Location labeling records
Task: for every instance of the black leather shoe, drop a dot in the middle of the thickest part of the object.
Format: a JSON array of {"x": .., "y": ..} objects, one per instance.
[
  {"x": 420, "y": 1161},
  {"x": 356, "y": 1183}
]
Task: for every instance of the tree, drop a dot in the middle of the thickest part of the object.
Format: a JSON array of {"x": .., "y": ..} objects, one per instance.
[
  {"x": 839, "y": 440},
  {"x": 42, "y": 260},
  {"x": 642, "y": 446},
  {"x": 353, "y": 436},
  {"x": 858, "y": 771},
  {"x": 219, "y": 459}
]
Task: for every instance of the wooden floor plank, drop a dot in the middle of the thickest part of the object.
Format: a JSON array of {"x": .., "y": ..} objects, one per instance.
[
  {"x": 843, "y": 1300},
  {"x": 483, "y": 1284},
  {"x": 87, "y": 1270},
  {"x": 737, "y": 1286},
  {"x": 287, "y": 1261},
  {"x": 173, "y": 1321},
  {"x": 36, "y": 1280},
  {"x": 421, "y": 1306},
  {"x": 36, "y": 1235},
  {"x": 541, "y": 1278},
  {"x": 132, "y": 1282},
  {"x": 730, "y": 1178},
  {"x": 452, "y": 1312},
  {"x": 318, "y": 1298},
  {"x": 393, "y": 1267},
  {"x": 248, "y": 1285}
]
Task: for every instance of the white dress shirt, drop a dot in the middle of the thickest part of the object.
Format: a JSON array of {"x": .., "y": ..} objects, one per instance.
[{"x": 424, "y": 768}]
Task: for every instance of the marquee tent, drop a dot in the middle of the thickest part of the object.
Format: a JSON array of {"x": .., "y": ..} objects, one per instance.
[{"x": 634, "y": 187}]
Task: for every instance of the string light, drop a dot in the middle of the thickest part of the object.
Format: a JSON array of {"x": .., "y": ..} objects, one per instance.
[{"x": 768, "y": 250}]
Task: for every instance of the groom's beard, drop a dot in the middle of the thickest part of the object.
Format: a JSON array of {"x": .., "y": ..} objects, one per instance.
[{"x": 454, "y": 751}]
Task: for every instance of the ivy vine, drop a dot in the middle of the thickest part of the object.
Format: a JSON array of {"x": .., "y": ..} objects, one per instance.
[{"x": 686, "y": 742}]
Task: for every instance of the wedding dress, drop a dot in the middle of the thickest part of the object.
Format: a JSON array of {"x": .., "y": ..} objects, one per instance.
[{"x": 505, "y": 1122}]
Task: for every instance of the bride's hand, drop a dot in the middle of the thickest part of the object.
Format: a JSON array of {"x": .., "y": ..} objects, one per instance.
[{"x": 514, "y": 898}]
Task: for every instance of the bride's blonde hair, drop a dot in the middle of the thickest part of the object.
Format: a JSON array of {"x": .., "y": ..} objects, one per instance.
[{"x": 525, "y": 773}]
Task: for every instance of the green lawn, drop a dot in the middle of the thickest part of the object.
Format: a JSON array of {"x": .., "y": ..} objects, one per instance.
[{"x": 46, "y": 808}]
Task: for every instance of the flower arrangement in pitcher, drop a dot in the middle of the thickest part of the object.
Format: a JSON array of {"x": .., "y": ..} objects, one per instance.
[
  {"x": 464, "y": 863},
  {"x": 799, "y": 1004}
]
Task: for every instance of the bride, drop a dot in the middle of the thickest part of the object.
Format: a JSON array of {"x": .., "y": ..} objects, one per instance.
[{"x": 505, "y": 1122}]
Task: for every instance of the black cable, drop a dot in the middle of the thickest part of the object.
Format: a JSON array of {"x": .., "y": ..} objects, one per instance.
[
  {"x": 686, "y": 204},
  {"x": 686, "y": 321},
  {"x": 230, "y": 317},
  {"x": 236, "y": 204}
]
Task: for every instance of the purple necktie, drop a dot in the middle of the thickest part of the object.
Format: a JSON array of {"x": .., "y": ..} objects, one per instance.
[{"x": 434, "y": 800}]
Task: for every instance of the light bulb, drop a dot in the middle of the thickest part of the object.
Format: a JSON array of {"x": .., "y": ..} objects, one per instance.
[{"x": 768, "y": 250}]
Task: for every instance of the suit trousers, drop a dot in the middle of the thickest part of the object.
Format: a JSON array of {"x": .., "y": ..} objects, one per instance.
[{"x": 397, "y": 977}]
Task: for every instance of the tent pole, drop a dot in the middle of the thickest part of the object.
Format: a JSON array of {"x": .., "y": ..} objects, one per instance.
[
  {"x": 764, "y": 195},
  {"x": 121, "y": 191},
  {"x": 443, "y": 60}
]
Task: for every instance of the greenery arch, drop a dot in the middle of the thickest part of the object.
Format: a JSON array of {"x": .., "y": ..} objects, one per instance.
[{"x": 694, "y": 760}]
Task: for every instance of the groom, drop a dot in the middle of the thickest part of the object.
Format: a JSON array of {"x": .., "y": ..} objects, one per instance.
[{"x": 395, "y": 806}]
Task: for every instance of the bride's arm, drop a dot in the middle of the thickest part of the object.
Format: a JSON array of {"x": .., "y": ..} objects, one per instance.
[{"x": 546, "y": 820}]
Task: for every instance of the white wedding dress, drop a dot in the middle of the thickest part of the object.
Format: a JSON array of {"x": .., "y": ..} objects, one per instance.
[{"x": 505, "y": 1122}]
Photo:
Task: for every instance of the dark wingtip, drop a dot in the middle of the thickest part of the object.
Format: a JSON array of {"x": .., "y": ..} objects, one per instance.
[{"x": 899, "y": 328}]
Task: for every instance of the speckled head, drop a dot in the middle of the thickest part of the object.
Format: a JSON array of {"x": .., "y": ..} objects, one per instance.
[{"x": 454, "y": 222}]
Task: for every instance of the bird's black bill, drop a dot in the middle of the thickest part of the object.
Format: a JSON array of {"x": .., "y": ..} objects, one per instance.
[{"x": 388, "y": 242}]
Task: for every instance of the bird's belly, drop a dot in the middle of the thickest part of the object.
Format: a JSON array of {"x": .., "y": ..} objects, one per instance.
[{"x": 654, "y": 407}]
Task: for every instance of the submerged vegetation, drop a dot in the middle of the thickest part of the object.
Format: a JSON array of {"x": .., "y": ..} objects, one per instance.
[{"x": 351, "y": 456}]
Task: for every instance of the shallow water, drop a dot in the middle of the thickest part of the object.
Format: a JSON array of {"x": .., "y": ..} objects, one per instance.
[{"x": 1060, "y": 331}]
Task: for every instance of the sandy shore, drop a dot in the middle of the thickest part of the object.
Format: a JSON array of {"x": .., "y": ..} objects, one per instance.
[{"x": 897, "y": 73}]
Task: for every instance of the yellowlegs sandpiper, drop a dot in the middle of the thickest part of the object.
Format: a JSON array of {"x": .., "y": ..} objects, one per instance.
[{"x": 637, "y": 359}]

• [Task objective]:
Repeat, word for word, every line from the line that contains "Task: for every instance of the speckled" to the end of the entries; include both of those lines and no others.

• [Result for this exercise]:
Task: for every instance of the speckled head, drop a dot in the middle of the thickest part of the object.
Format: a JSON array of {"x": .., "y": ..} objects, one per instance.
[{"x": 454, "y": 222}]
Task: for every instance of the bird's black bill, drop a dot in the middle of the thickest part of the object.
Format: a JSON array of {"x": .., "y": ..} objects, one per instance.
[{"x": 388, "y": 242}]
Task: for every instance of the bird's belly, drop a dot in the middle of the thickest part of the object.
Format: a JSON array of {"x": .., "y": ..} objects, one per instance.
[{"x": 654, "y": 407}]
Task: for every instance of the submerged vegetation, drop a dot in the middle of the thickest part of the object.
Format: a JSON array of {"x": .., "y": ..} objects, one per instance.
[{"x": 351, "y": 456}]
Task: for every instance of the shallow water, drop a dot in the middle of the thickest part of the object.
Format: a JSON array of {"x": .., "y": ..} objects, one per instance.
[{"x": 1060, "y": 331}]
Task: for every instance of the sandy shore, drop a dot in the middle of the thickest part of the object.
Format: a JSON array of {"x": .., "y": ..} objects, one per instance.
[{"x": 897, "y": 73}]
Task: for every instance of the yellowlegs sandpiper, drop a dot in the middle of the thickest part of the object.
Format: a JSON array of {"x": .., "y": ..} objects, one per instance.
[{"x": 637, "y": 359}]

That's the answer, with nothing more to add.